## GIVEN REQUEST
Which lines in the items below contain the word "water"? Show each of those lines in full, counting case as significant.

## EXCERPTED RECORDS

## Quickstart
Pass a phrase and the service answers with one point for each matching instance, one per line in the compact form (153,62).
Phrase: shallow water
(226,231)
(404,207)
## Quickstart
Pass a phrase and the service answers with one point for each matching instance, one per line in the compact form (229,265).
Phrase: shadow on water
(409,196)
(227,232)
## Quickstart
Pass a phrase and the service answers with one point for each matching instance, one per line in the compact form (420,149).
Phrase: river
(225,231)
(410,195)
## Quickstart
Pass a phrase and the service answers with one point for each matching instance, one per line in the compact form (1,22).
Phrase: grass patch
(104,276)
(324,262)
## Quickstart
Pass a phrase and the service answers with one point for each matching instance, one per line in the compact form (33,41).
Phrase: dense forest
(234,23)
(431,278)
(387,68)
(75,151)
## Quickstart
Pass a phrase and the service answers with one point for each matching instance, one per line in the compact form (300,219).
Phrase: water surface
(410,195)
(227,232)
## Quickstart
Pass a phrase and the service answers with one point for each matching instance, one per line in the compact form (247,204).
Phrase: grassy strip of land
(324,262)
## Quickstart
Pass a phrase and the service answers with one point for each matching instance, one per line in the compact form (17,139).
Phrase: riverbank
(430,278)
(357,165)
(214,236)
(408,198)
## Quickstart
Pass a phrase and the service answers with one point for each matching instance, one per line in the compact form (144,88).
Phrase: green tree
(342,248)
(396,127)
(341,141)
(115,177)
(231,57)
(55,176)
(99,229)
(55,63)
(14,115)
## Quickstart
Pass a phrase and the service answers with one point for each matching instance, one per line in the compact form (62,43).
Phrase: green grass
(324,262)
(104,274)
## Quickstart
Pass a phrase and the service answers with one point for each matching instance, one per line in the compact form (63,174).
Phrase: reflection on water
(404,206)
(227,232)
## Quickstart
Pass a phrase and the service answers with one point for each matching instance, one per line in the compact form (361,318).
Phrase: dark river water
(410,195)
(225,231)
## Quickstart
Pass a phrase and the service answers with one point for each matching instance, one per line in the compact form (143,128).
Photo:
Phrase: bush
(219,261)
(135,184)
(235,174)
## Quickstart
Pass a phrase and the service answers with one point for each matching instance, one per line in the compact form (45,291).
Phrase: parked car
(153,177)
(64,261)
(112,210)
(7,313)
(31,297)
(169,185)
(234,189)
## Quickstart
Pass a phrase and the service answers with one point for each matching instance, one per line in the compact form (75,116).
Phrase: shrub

## FINAL RESULT
Phrase: shallow water
Phrase: shadow on water
Phrase: water surface
Phrase: reflection on water
Phrase: dark river water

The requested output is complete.